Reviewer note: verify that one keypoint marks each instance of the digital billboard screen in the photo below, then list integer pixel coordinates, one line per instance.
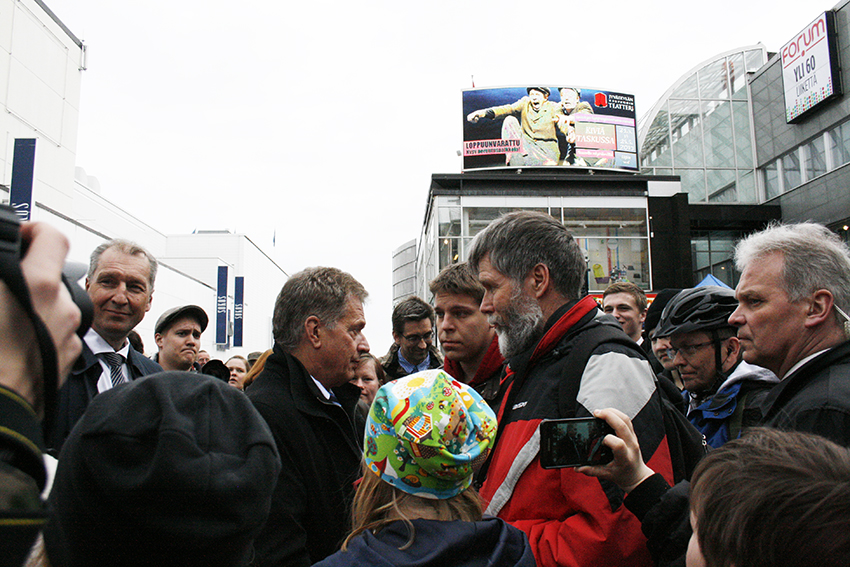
(538, 126)
(810, 68)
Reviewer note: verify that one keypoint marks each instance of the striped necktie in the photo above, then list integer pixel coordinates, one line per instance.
(115, 362)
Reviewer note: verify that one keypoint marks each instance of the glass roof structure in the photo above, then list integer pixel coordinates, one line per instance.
(701, 130)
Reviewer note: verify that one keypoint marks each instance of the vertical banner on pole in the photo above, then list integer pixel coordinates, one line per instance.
(238, 295)
(221, 307)
(23, 166)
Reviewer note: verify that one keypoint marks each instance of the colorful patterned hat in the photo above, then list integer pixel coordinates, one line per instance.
(427, 433)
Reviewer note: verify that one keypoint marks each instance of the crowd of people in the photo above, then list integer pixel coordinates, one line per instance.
(315, 451)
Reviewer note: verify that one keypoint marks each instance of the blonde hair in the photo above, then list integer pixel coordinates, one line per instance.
(255, 369)
(378, 503)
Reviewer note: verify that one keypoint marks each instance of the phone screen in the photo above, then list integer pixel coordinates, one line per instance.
(574, 442)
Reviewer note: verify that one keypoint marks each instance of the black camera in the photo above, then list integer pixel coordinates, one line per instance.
(11, 245)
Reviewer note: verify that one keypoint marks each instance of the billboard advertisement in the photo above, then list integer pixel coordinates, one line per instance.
(538, 126)
(810, 68)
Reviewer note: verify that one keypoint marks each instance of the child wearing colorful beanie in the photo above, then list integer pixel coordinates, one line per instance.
(426, 434)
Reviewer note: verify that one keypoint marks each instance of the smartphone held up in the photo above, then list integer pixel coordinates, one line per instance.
(574, 442)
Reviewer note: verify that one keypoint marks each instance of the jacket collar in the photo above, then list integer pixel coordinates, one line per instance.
(797, 380)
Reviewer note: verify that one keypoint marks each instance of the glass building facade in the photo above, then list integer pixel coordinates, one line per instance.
(701, 130)
(611, 231)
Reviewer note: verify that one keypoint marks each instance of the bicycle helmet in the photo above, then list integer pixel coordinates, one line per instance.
(704, 308)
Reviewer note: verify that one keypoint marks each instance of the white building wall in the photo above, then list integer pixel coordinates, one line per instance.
(41, 64)
(40, 74)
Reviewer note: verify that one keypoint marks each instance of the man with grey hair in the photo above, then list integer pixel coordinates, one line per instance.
(413, 340)
(794, 296)
(306, 398)
(120, 282)
(532, 270)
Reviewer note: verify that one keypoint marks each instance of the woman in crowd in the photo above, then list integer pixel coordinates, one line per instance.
(425, 435)
(238, 366)
(768, 499)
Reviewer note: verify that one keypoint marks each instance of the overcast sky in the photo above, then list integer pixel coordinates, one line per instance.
(322, 122)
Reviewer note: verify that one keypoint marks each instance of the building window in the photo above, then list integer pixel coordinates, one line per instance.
(791, 170)
(712, 254)
(839, 141)
(814, 158)
(772, 182)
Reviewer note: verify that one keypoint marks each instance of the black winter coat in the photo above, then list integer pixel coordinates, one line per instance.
(320, 452)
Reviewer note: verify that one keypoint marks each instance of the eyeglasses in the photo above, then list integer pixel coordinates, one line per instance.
(686, 350)
(415, 339)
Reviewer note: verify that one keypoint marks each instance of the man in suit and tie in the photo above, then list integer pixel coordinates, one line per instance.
(120, 283)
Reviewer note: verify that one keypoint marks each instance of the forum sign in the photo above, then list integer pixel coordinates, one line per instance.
(541, 126)
(810, 68)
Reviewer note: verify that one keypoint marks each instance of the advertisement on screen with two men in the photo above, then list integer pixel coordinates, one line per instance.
(541, 126)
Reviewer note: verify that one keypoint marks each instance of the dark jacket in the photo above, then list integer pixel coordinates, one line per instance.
(321, 455)
(22, 478)
(490, 542)
(665, 518)
(81, 386)
(815, 398)
(572, 519)
(394, 369)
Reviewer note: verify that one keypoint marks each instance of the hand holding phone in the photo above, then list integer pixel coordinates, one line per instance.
(574, 442)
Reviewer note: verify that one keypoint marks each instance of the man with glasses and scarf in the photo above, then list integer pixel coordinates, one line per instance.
(413, 335)
(722, 391)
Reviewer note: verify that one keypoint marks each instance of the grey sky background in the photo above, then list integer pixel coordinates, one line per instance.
(322, 122)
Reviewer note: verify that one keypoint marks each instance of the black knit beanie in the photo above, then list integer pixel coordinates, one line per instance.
(172, 469)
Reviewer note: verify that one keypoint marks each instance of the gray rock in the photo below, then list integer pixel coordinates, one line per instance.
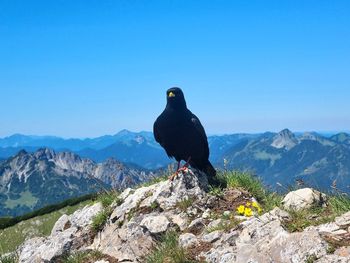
(187, 240)
(130, 243)
(303, 198)
(61, 224)
(215, 223)
(332, 259)
(180, 220)
(69, 233)
(125, 193)
(155, 224)
(343, 252)
(343, 221)
(196, 225)
(213, 236)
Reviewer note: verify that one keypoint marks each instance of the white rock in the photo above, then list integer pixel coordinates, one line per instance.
(215, 223)
(155, 224)
(125, 193)
(196, 225)
(343, 221)
(213, 236)
(180, 220)
(61, 224)
(303, 198)
(187, 240)
(130, 243)
(69, 232)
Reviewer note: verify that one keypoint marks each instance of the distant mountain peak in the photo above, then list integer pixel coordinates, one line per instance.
(341, 137)
(284, 139)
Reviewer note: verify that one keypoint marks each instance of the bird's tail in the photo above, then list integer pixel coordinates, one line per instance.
(209, 170)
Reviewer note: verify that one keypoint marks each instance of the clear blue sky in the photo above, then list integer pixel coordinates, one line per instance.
(87, 68)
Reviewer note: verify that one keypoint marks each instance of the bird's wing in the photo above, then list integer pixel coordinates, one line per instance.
(199, 128)
(156, 132)
(197, 124)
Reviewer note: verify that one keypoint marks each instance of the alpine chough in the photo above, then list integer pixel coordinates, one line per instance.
(182, 135)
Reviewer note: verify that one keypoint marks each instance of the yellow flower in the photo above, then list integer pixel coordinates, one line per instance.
(255, 204)
(248, 211)
(240, 209)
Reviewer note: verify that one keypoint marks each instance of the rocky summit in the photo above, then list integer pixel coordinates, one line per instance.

- Instructions for the task: Do not include images; quote all of the entries above exactly.

- Response below:
Reviewer note: verify that one keypoint marks each instance of the digital billboard screen in the photo below, then list integer pixel coordinates, one line per instance.
(538, 126)
(810, 68)
Reviewer note: verify that one keypoint marks each instance of the striped necktie in the photo above, then list integer pixel coordinates, one line per instance.
(115, 362)
Reviewer note: verify that one keypoint marks each instance of the glass roof structure in the photo above, then list integer pixel coordinates, one line per instance.
(701, 130)
Reviewer note: verify that one keypoint marks each instance of the vertical banner on pole in the photo above, then list integer pixel coordinates, one line per instance.
(238, 295)
(221, 307)
(23, 166)
Reviewer note: verify that one keypoint marks each instance of the colorful patterned hat in the photo above, then list integer pixel coordinates, one line per instance.
(427, 433)
Reviewer note: verify that one keypoint marks each instance of the crowd of people in the photo above, then list integer pixel coordinates, one line per instance.
(315, 451)
Reviewer note: verify that one keypoint marks each instance of the blonde hair in the photo above, then list integer pixel coordinates, one line per instance.
(255, 369)
(378, 503)
Reviewer note: verify that one keypoint marks each instance of the phone screen in the photo above, then list integer pixel coordinates, one line per instance.
(574, 442)
Reviewer note: verify that one keypoint marks each instance of the black camera in the photo above, then list integer pixel coordinates, one line per instance.
(11, 245)
Reviewer note: verify that one keypoint marks each instance of the billboard advertisement in the photo above, then list integer pixel coordinates, one line per instance.
(538, 126)
(810, 68)
Reviewer note: verify that one keypoint marks each instance of the child wearing colorful beanie in the photo above, then list integer pixel coordinates, one line per instance.
(426, 434)
Reviewer note: verify that one keypoint marks each instance of the smartphone held up in the photo above, then list integer pixel coordinates, one line per instance.
(574, 442)
Reviewer note: verify that one keypoint marks each instance of the jacket collar in the photo above, then list integer pixel coordinates, one line per instance.
(797, 380)
Reviewer note: verify that one keypoint marks each instance of the glass building facade in the photo above, then list integer pixel coordinates, one line per instance.
(701, 130)
(611, 231)
Reviewer note: verify that one keypoint marks each instance of the bicycle helmet in the photo above, then list integer pixel coordinates, one line per instance.
(704, 308)
Reviewer note: verify that one keypoint marks each instance of the white building wall in the photo above, then list integer pixel coordinates, one line per instance.
(41, 64)
(40, 74)
Reviewer note: verify that one keypoint marks each instance of the man with grey hair in the photo above, then list integer pixel coordinates, one line per instance.
(413, 340)
(794, 296)
(306, 398)
(120, 282)
(532, 270)
Reviewer note: verify that one keypoint marks each instance of the woman in crowd in the photo above, then list integer pixel coordinates, one line per instance.
(425, 435)
(238, 366)
(768, 499)
Reviewer note: verify that one keypoint marks each instance of the overcast sky in the photo above, then list integer pixel coordinates, one line per instance.
(322, 122)
Reviewer note: verify that one keypoint marks each instance of the building window in the photo above, then list integer pixel coordinates, one line per instance.
(791, 170)
(712, 254)
(839, 141)
(814, 158)
(772, 182)
Reviewer note: verify that one keypoint marks each instance of the black winter coat in the photo above, then list integer pixel coordinates, one line per instance.
(320, 452)
Reviewer note: verify that one keypoint marks each instance of the eyeglasses in the photo above, then list integer pixel coordinates, one line per instance.
(686, 350)
(415, 339)
Reviewer note: verify that one keypoint marks each instance of the man in suit and tie in the photo above, then list integer pixel coordinates, one line per instance.
(120, 283)
Reviewer note: verify that one keypoint marks each instance of the forum sign in the photo above, then list integer pixel coordinates, one line per instance.
(541, 126)
(810, 68)
Reviewer note: verify that one keypoint marks each instance of the advertisement on screen with two men in the photo above, then list integer pixel coordinates, one line per instance.
(541, 126)
Reviewer note: verify that one keypoint marks each instance of the dark jacket in the photo above, then list integer pixel coordinates, one line per instance.
(321, 455)
(22, 478)
(490, 542)
(665, 518)
(81, 386)
(815, 398)
(572, 519)
(394, 369)
Reviewer note: verify that one keypoint marks each instance of the hand holding phone in the photo above, then list integer pixel coordinates, one line per instance.
(574, 442)
Reviewer note: verify that one keypoint marks each instance of the man with glasses and scarf in the photo above, then list integer pixel coordinates, one line per instance.
(413, 335)
(722, 391)
Reviewer note: verify that one keypoint marks each instance of the grey sky background in the photo above, then list integer pixel coordinates, one line per instance.
(322, 122)
Reviewer note: verify that one keypoint marks each instance of the black knit beanie in the photo above, then list integer pixel coordinates, one line per instance.
(172, 469)
Reviewer note: verify that one keypoint marks each instance of the gray rock in the photo below, then list integer pixel coordinates, one line per instance.
(187, 240)
(130, 243)
(303, 198)
(61, 224)
(215, 223)
(332, 259)
(180, 220)
(69, 233)
(125, 193)
(155, 224)
(343, 252)
(343, 221)
(196, 225)
(213, 236)
Reviewer note: verify that one keypoint marks each instance of the white rock in the photo above, then list integer pixel coordinates, one line per instance.
(215, 223)
(155, 224)
(125, 193)
(196, 225)
(343, 221)
(213, 236)
(180, 220)
(61, 224)
(303, 198)
(187, 240)
(130, 243)
(69, 232)
Reviewer note: verify that one keypoint marks each instance of the distant mountain peak in the photo above, then list integer pixel coordinates, one line per instance.
(341, 137)
(284, 139)
Reviewer note: verify that one keypoint marks each instance of the bird's tail in the photo above, then list integer pixel coordinates, one line per instance.
(209, 170)
Reviewer note: verify that one keypoint marks each instance of the clear blue sky in the photo above, then list integer pixel coordinates, one line per instance.
(87, 68)
Reviewer note: verify that one keypoint marks each instance of the bird's wing in the photo above, then list integer pixel coordinates, one line per instance.
(199, 128)
(156, 132)
(197, 124)
Reviewer note: verify that one keypoint marks each instance of the alpine chough in the photo above, then list integer pixel coordinates, one line per instance.
(182, 135)
Reviewer note: verify that one keypoint marks each instance of the yellow flower in the photo above, then list integer pixel coordinates, one line per instance.
(255, 204)
(248, 211)
(240, 209)
Reviewer note: verify that one keypoint marks each instance of the rocky summit in the photo above, then list integer pixel coordinates, one line per instance.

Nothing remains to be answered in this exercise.